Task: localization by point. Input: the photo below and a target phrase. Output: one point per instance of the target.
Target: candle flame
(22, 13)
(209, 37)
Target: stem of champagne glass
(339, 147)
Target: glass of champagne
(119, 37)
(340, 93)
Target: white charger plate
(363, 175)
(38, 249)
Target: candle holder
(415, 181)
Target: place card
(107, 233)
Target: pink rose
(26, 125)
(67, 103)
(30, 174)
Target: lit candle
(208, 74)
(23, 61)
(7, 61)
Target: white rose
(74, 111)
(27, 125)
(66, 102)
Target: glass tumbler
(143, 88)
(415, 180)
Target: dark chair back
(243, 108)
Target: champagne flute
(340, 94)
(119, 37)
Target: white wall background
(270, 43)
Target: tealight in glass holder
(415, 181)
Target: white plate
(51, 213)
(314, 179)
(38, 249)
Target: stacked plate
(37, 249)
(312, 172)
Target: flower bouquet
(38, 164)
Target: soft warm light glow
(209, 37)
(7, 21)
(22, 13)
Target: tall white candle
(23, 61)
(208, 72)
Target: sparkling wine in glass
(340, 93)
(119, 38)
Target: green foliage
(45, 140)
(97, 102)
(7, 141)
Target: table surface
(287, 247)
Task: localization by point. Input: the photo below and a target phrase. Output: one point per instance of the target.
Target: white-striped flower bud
○ ○ ○ ○
> _What to do_
I would like you to restate word for word the lines from the one with "Target: soft warm light glow" through the last line of the material above, and only those.

> _Written solution_
Target: soft warm light glow
(209, 37)
(7, 21)
(22, 13)
Target: tall white candle
(23, 61)
(208, 72)
Target: sparkling wine in glass
(340, 93)
(119, 38)
Target: green foliage
(45, 140)
(97, 102)
(7, 141)
Target: table surface
(287, 247)
Task: localization by point. Input: the photo below and a target phrase. Output: one point per instance of the target.
Target: white-striped flower bud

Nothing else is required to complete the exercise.